● **Problem details**:
Please answer these questions using the blog post on "alternative facts":
1. Who does the post say coined the phrase "alternative facts"?
2. What does Dara get out when asked for directions?
3. Which dictionary does the writer guess will add the phrase, and within how long?

● **Supplied passage**:

Thursday, January 26, 2017

Alternative Facts...

I'll bet that President Trump's advisor, Kellyanne Conway, is very, very sorry for coining the phrase "alternative facts" in an attempt to defend White House Press Secretary, Sean Spicer, who was himself under "attack" for defending some whoppers "someone else" told about the inaugural crowd size. My guess is that as soon as she uttered it, Ms. Conway thought to herself, "OH boy, THAT was a bad idea!" The phrase now lives in infamy.

Still, now that it is here--and has taken on a life of its own--maybe we can look at it from a biblical and theological angle.

The Bible is full of "alternative facts." Jesus gave us a lot of them: "Love your enemies"; "Turn the other cheek"; and "Forgive seventy times seven." These alternative facts certainly go against the popular wisdom that springs from the human psyche. Hating our enemies, getting even with those who hit first, and, in terms of the one on forgiving, "Fool me once, shame on you, fool me twice, shame on me." Why, the very idea of grace is an alternative fact when held up against retaliation, retribution, and a chronic judgmental attitude. How about "The last shall be first," and "The one who wants to be greatest of all must become the servant of all"? These biblical alternative facts come to light when the narrative is describing the Kingdom (Realm) of God that is and will be among us. That's because it is an alternate paradigm of priorities, relationships, and human interaction, not to mention a different kind of justice.

Theology is always postulating "alternative facts" as to the origin of the universe and the purpose of human existence, at least over and against the facts as can be ascertained by the scientific method. Theology also seeks to explain love. Science and psychology can only observe, describe, and relate it to hormones, synapses, and the chemical memory bank of the human mind.

If you ask my dear Dara for directions to a place, and ask me at the same time, she will get out a map, while I punch in an address on my car's navigation. The routes we offer may differ, but they will both get you there--mine usually the fastest way, while hers the shortest and most direct way. They are both facts, but to each other, they are "alternative facts."

A problem arises, though, when a phrase like "alternative facts" is used to describe something that is absolutely wrong, and provably so. Calling it an "alternative fact" is seeking to give it credence when it deserves none.

In fact (don't you just love my turn of a phrase?), the world is full of "alternative facts" when examining reality, concepts, ideas, or theories, as one's experience, perspective, or field of discipline may generate "facts" different than someone with a different viewpoint. But to call a statement that is totally false an "alternative fact" heads us down a very different path.

For now, I'm giving Ms. Conway the benefit of the doubt. Still, I enjoy poking fun at the use of the phrase, for in speaking it forth, she has generated more Facebook posts and upcoming Saturday Night Live routines that we can imagine. My guess is that within the next two years, the people at the Oxford Dictionary will announce they are adding "alternative facts" to their volume.

Shalom, Yinz.

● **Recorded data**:

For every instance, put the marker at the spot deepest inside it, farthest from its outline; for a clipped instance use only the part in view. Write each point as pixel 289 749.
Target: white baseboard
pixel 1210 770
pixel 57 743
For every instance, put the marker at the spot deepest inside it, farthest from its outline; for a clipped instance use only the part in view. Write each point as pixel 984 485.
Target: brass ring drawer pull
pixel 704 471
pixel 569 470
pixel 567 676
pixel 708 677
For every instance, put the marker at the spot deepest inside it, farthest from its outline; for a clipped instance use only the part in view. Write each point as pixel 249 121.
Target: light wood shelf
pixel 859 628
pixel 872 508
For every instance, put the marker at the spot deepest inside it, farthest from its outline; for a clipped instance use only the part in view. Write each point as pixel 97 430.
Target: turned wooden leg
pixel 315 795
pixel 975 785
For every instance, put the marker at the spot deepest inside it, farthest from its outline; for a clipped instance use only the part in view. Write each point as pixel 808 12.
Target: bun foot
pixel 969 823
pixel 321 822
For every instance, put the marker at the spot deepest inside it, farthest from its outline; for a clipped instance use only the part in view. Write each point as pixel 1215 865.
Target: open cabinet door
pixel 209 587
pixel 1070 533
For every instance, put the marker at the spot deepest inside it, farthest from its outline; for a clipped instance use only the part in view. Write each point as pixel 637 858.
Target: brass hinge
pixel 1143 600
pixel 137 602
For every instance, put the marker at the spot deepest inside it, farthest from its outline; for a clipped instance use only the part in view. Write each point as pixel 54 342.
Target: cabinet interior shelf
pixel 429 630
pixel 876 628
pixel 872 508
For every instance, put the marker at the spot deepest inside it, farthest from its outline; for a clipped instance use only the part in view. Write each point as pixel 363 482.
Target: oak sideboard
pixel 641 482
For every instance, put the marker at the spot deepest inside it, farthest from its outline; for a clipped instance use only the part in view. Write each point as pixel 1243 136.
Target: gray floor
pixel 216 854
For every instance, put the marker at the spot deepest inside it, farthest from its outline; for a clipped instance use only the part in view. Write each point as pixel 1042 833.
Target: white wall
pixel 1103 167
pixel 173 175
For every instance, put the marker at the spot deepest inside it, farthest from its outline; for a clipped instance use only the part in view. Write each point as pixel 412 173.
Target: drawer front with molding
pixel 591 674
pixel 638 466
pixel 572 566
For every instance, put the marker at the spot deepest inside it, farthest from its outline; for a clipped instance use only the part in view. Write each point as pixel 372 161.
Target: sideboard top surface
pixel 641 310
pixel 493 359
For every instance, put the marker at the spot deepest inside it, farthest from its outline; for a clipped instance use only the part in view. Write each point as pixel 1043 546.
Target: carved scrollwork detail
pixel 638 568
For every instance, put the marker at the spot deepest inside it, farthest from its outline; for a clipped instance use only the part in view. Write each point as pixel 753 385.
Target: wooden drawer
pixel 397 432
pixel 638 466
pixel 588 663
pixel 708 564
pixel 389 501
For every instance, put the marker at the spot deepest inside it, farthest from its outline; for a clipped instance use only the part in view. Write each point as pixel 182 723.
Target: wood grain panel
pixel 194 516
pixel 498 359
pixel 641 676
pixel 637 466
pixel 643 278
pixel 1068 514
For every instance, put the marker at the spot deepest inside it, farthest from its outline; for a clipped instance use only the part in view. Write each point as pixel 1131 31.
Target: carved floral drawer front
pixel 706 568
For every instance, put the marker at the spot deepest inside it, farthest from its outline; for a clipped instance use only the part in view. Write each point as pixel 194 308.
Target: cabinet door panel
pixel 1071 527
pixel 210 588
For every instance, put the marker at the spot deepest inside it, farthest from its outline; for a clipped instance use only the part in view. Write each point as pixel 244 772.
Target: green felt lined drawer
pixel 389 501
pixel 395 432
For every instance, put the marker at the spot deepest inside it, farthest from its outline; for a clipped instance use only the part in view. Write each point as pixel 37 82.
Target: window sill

● **Solution for this exercise**:
1. Kellyanne Conway
2. A map
3. The Oxford Dictionary, within the next two years